The existing technologies for producing powders involve drying the feedstock and its subsequent grinding. Intensifying thermal processes by increasing temperatures has its limitations due to the thermolability of valuable components. High temperatures and long processing times cause significant chemical transformations in the components [18]. These changes lead to losses of bioactive compounds and decrease the quality of finished products. Therefore, we need to find ways to intensify the drying of the feedstock and preserve its useful properties. Among well-known methods are vacuum drying, increasing the particle fineness of the material, as well as non-traditional methods (freeze drying, microwave drying, infrared drying, etc.) [19–21].

In this paper, we propose combining vacuum drying and vibration grinding in one apparatus to produce Jerusalem artichoke powder [22, 23]. Vacuuming helps increase moisture evaporation at low temperatures to preserve the valuable components of the feedstock. Vibromixing helps equalize temperature and humidity in the apparatus. Using grinding media increases the constant drying rate period to almost complete dehydration of the product.

We aimed to study the kinetics of drying Jerusalem artichoke tubers in a vacuum vibromixing mill dryer (VVMD) and to determine the chemical composition of the resulting powder.

To achieve this aim, we set the following objectives:

– study the influence of vacuum, vibration, and grinding on the kinetics of drying Jerusalem artichoke tubers;

– construct experimental drying curves and drying rate curves for Jerusalem artichoke tubers;

– provide a mathematical description of drying in the VVMD;

– analyze changes in the molecular mobility of the feedstock and the powders obtained under different drying conditions;

– determine the chemical composition of the feedstock and the powder obtained in the VVMD;

– assess the effectiveness of the developed technology compared to other methods of drying Jerusalem artichoke tubers; and

– suggest promising directions for the commercial application of the obtained powder.

STUDY OBJECTS AND METHODS

Samples preparation. The study object was Jerusalem artichoke (Helianthus tuberosus L.) of a large-fruited “Skorospelka” variety harvested in 2018.
Its spherical tubers have smooth white skin (Fig. 1).

For drying and chemical analysis, we used tubers without defects with an average weight of 60 g. After harvesting, the tubers were washed, dried, and sealed in polypropylene bags. They were kept at 4 ± 2°C and relative humidity of over 98% for no longer than a week. 10 ± 0.5 g portions of washed and cleaned Jerusalem artichoke tubers were cut into pieces of 10×10×10 mm.

Chemical analysis. The chemical composition of raw Jerusalem artichoke tubers and the resulting powder was analyzed by standard methods: moisture and ash were determined by the gravimetric method; protein was calculated as nitrogen content multiplied by
6.25 using the micro-Kjeldahl method (Pro-Nitro A,
J.P. Selecta, Spain) [14]; fat was measured by the Soxhlet method; and inulin was quantified by the Bertrand-Ofner method. The experiments were carried out in triplicate, and the measurements were recorded as a mean ± standard deviation.

[Collection entries]
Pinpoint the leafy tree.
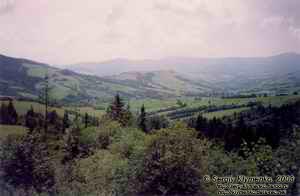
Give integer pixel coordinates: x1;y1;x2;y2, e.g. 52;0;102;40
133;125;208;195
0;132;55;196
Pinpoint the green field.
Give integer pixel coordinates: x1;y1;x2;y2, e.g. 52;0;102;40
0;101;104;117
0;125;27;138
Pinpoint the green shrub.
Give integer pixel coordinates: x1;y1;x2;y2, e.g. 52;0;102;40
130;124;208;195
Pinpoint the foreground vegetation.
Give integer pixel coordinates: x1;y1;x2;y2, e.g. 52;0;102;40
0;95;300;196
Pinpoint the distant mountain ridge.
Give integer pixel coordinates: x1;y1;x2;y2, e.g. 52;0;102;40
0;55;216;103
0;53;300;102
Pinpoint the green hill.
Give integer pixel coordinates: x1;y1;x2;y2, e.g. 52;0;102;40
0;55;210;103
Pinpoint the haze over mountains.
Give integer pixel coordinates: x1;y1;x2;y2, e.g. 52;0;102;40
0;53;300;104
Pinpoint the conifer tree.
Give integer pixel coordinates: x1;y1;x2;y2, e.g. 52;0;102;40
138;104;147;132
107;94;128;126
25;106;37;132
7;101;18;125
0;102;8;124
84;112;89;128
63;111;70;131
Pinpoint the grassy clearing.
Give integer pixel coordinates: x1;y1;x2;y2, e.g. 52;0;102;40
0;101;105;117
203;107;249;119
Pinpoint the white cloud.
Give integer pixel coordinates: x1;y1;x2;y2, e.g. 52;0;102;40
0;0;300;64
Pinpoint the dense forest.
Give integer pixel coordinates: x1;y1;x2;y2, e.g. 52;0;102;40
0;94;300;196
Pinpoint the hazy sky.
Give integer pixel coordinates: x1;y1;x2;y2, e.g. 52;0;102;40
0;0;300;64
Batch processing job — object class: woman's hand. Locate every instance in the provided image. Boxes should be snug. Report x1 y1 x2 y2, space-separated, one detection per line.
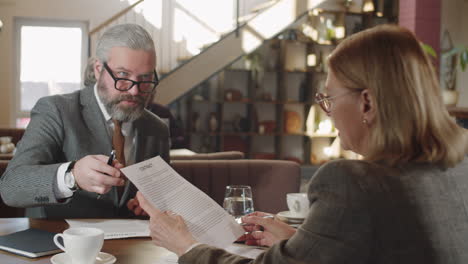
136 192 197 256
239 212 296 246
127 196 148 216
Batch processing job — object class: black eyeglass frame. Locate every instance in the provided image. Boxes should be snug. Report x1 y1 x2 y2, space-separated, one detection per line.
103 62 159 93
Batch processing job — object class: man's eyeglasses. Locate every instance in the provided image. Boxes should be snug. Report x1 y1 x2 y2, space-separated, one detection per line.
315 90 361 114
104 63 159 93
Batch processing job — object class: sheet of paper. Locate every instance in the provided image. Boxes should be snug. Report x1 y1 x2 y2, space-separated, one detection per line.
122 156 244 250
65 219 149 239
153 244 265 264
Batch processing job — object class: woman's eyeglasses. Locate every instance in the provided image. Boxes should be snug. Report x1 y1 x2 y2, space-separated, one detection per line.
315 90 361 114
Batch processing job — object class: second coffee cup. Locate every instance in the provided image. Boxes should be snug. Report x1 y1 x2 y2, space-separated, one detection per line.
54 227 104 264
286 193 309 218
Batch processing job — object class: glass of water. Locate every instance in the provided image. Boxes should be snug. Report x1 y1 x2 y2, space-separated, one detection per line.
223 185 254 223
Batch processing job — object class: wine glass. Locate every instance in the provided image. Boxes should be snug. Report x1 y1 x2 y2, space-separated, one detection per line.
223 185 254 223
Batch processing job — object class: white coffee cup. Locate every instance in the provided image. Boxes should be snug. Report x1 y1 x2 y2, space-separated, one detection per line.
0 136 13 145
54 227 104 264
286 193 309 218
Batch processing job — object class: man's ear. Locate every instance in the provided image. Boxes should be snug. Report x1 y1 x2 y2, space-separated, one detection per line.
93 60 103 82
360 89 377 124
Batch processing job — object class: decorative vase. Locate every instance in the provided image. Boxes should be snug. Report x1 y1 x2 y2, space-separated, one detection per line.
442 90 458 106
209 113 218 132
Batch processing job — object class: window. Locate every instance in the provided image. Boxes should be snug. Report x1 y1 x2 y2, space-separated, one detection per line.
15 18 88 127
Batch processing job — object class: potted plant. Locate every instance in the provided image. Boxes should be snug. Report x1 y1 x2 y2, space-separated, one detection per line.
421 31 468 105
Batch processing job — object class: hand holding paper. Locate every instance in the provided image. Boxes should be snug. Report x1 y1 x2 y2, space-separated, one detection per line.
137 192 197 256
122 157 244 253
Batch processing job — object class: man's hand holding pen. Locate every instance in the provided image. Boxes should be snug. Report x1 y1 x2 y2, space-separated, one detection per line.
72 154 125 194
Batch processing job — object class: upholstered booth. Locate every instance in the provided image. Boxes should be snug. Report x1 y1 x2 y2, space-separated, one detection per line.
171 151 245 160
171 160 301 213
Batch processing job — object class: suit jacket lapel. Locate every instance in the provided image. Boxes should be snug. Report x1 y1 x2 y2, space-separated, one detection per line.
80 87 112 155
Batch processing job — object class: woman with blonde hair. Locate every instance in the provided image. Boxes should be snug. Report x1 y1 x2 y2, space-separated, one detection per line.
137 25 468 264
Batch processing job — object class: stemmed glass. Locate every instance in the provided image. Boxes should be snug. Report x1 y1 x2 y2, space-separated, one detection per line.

**Work request:**
Please carry on the passage on drying Jerusalem artichoke tubers, writing the part that follows its last sentence.

**Result:**
Experimental mill dryer. A flow diagram of the laboratory vacuum vibromixing mill dryer (VVMD) is shown in Fig. 2. The apparatus has a cylindrical body which oscillates on eight flexible supports with the help of a vibrator and a drive. Discs with debalances are mounted at the ends of the vibrator shaft, which runs along the central axis of the body. A heating jacket is used to heat the dryer. In the upper part of the body, there is a hopper for feeding raw materials. The feedstock is dosed by volume.

Hot water was used as a heat carrier in the jacket of the apparatus. A Wilo Star-RS 15/2-130 circulation pump (WILO SE, Dortmund, Germany) was used to pump hot water from a boiler with a built-in thermostat (Ariston, Italy). The temperature was controlled by an IT-17-C digital thermometer (Exis, Moscow) with a TSP 100 thermocouple installed inside the body. To create a vacuum, we used a STEGLER 2VP-1 single-stage vacuum pump (PRC); the vacuuming degree was monitored by a DV-05-01 vacuum gauge (Steklopribor, Ukraine). A throttle valve was used to regulate the degree of vacuum in the dryer.

The vibration amplitude that depends on composite debalances was measured with a manual VR-1 vibrograph (Vibropribor, Taganrog, Russia). The oscillation frequency was determined by a number of turnings made by the vibrator shaft and was recorded by a ST-5 stroboscopic tachometer (Analitpribor, Tbilisi, Georgia). Grinding media are balls and rollers sized
10–15 mm. The volumetric ratio of feedstock and grinding media was 1:1 (hereinafter referred to as the “charge”).

For comparative analysis, we conducted additional experimental studies using traditional methods of drying Jerusalem artichoke. For convective drying, we used a SNOL 58/350 cabinet for drying under atmospheric pressure (Umega-group, Utena, Lithuania), while vacuum drying (Fig. 3) was carried out in a VTSh-K27-250 vacuum drying cabinet (AKTAN VACUUM, Fryazino, Russia).

Experimental procedure. Our experimental studies of drying Jerusalem artichoke tubers included:

– drying in the VVMD without vibration;

– drying in the VVMD with vibration;

– drying in the VVMD with grinding;

– convective drying under atmospheric pressure; and

– drying in a vacuum cabinet.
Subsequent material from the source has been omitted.